[Data entries]
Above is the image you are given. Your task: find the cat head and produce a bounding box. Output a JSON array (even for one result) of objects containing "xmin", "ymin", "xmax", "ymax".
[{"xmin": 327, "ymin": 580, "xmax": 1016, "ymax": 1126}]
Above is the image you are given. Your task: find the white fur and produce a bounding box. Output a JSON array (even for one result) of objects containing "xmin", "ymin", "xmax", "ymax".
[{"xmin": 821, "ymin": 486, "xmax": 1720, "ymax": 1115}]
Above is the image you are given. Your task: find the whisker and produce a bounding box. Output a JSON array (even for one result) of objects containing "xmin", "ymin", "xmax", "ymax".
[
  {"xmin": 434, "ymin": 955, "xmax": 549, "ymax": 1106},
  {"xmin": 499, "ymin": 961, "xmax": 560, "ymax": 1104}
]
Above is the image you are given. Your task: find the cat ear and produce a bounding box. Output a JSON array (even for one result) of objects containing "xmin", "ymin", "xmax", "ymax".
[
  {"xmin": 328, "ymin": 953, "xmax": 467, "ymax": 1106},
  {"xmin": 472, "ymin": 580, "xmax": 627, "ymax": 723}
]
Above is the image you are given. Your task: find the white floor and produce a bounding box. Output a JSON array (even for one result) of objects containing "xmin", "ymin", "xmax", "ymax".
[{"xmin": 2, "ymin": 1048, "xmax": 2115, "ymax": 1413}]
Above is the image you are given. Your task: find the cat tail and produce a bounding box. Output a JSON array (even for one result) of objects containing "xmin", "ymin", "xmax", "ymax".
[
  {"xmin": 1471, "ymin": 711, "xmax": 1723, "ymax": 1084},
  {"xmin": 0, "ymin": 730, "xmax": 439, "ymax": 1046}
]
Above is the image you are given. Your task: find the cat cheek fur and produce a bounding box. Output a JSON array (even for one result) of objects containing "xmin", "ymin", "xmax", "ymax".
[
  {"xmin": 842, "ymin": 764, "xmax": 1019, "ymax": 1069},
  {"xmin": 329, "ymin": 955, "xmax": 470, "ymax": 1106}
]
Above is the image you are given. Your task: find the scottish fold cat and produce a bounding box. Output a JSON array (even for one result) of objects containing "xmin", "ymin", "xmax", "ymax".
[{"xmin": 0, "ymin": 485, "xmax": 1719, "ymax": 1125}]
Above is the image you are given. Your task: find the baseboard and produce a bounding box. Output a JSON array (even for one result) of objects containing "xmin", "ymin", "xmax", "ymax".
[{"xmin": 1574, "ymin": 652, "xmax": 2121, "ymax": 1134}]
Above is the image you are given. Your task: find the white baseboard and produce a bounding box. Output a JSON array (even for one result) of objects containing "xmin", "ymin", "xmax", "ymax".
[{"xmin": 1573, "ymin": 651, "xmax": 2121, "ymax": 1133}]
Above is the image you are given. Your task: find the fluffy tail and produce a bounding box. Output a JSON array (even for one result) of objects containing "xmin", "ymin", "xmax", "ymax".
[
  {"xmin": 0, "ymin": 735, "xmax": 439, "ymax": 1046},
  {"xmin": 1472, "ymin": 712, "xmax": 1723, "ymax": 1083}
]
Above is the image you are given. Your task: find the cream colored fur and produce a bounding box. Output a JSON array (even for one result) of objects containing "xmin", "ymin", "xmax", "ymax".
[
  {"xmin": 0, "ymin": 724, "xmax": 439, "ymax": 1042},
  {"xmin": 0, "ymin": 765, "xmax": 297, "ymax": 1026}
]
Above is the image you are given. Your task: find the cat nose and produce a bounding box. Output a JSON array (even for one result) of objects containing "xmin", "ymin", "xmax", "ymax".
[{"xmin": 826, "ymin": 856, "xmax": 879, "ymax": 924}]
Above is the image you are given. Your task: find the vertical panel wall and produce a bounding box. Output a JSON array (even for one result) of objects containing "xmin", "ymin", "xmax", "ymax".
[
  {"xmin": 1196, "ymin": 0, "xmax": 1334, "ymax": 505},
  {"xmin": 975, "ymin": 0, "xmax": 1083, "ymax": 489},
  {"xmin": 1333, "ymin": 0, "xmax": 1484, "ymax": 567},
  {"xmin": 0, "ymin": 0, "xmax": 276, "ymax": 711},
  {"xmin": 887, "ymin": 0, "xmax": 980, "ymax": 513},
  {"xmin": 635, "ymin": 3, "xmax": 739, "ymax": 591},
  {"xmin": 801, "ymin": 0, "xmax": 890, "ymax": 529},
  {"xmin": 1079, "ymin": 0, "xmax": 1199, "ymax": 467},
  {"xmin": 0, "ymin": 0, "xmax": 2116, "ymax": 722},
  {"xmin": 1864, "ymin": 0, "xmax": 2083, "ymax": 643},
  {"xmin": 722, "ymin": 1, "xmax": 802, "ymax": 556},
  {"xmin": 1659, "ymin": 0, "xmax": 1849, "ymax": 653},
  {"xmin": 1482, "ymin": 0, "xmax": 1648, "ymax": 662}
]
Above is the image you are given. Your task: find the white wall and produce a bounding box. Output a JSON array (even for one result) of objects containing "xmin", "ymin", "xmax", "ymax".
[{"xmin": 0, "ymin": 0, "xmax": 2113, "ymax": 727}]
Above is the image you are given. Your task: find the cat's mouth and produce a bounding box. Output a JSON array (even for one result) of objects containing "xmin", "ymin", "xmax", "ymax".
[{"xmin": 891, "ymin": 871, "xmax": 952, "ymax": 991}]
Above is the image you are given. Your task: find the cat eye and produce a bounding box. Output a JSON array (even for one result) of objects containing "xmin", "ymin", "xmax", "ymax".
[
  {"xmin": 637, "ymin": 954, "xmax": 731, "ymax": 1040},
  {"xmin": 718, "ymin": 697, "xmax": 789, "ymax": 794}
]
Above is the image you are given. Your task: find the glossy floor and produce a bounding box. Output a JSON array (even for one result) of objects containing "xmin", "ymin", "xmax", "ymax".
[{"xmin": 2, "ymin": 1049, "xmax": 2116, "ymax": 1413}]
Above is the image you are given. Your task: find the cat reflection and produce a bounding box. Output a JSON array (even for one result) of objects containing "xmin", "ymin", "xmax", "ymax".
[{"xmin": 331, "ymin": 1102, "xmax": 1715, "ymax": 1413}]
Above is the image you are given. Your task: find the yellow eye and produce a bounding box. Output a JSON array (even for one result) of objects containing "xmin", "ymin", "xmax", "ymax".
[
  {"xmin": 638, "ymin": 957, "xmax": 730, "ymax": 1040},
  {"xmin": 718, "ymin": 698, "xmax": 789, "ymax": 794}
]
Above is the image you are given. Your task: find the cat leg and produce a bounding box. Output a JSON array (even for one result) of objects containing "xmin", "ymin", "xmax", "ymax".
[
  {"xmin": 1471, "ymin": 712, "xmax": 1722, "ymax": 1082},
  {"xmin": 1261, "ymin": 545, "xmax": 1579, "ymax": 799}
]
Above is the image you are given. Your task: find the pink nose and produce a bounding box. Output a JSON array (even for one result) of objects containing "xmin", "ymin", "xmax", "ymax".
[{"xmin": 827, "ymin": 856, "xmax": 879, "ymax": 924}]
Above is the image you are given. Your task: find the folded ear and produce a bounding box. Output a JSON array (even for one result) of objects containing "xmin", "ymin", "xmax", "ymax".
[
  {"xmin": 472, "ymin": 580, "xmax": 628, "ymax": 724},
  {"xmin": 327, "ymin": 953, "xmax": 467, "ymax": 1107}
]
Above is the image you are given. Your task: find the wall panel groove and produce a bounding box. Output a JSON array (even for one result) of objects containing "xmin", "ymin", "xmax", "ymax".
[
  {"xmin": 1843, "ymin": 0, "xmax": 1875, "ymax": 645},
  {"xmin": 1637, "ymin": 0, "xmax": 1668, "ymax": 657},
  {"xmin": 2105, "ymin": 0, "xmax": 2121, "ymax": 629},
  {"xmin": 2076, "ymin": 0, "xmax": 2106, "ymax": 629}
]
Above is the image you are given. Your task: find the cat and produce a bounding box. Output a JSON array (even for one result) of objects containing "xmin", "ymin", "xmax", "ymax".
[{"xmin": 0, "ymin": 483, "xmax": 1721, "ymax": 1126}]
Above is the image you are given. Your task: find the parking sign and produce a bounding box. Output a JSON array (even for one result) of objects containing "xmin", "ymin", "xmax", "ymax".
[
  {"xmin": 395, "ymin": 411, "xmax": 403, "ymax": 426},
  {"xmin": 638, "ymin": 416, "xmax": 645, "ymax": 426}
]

# Prompt
Beginning with the line that contains "find the pink", repeat every line through the end of the records and nothing more.

# Completed exercise
Above is the image you are given. Your task: find the pink nose and produce a bounding box. Output a JSON array (even for one result) of objects containing "xmin", "ymin", "xmax", "ymax".
[{"xmin": 827, "ymin": 856, "xmax": 879, "ymax": 924}]
Above is the image you are given. Your task: find the folded ear and produce a bounding box. Output a JSON array (even for one result) of objects containing "xmin", "ymin", "xmax", "ymax".
[
  {"xmin": 472, "ymin": 580, "xmax": 628, "ymax": 724},
  {"xmin": 327, "ymin": 953, "xmax": 467, "ymax": 1107}
]
Above is the image you are given. Your task: find the wall panel groove and produce a bounding box. Output a JSON array (even for one result) of objects containing "xmin", "ymin", "xmax", "ymax".
[
  {"xmin": 1843, "ymin": 0, "xmax": 1875, "ymax": 645},
  {"xmin": 1637, "ymin": 0, "xmax": 1668, "ymax": 657},
  {"xmin": 2105, "ymin": 0, "xmax": 2121, "ymax": 629},
  {"xmin": 2076, "ymin": 0, "xmax": 2106, "ymax": 629}
]
Above is the image you are given. Your task: find the cat and produce a bounding box. Output a JSON array (even for one result) of objects containing "xmin", "ymin", "xmax", "ymax".
[{"xmin": 0, "ymin": 483, "xmax": 1721, "ymax": 1126}]
Above is the image you are given. Your task: find the parking sign and produce a bounding box. Output a JSON array (even for one result) of objects containing "xmin", "ymin", "xmax", "ymax".
[
  {"xmin": 395, "ymin": 411, "xmax": 403, "ymax": 426},
  {"xmin": 638, "ymin": 416, "xmax": 645, "ymax": 426}
]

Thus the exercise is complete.